Format the entries below as a numbered list, leaving out any blank lines.

───

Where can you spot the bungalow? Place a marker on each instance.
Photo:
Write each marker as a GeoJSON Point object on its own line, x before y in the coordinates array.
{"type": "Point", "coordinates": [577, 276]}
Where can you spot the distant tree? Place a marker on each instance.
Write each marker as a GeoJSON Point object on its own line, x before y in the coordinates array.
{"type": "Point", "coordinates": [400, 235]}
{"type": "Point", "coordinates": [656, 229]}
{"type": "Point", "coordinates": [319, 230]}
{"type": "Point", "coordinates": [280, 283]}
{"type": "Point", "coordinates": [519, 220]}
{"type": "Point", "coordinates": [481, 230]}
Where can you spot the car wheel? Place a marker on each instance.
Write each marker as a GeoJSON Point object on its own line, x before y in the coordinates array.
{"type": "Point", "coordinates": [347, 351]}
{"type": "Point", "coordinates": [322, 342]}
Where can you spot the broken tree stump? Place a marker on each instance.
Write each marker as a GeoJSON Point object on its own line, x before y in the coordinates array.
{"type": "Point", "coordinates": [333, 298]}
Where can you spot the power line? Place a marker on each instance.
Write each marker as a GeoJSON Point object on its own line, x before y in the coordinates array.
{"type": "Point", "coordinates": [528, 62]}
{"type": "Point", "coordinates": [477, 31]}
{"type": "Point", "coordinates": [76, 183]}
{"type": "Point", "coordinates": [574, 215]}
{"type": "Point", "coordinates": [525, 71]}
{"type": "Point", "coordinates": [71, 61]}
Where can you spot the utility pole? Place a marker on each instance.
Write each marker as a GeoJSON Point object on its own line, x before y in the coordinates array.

───

## Task output
1. Where can you spot the bungalow? Place a marker on each instance.
2. Photo:
3. Write each marker as a GeoJSON Point object on its own line, x before y in the coordinates array.
4. {"type": "Point", "coordinates": [577, 276]}
5. Where can you spot the distant tree? Place a marker on each instance.
6. Write each marker as a GeoJSON Point object on its own line, x before y in the coordinates array.
7. {"type": "Point", "coordinates": [400, 235]}
8. {"type": "Point", "coordinates": [656, 229]}
9. {"type": "Point", "coordinates": [319, 230]}
10. {"type": "Point", "coordinates": [280, 283]}
11. {"type": "Point", "coordinates": [519, 220]}
12. {"type": "Point", "coordinates": [481, 230]}
13. Where can you spot the car wheel? Place a marker on each instance.
14. Write each marker as a GeoJSON Point object on its own line, x before y in the coordinates array.
15. {"type": "Point", "coordinates": [347, 351]}
16. {"type": "Point", "coordinates": [322, 342]}
17. Where can you spot the broken tree stump? Place a marker on each instance.
18. Write each marker as a GeoJSON Point object on its own line, x before y in the coordinates array.
19. {"type": "Point", "coordinates": [333, 298]}
20. Where can you spot the power line? Place a marker on each instance.
21. Write each marker as a GeoJSON Point object on its own line, x before y in the coordinates array.
22. {"type": "Point", "coordinates": [528, 62]}
23. {"type": "Point", "coordinates": [477, 31]}
24. {"type": "Point", "coordinates": [76, 183]}
25. {"type": "Point", "coordinates": [574, 215]}
26. {"type": "Point", "coordinates": [525, 71]}
27. {"type": "Point", "coordinates": [71, 61]}
28. Where can you spot the utility pole? Place a marker on each instance.
29. Write each marker as a GeoJSON Point object on its own line, x before y in the coordinates array.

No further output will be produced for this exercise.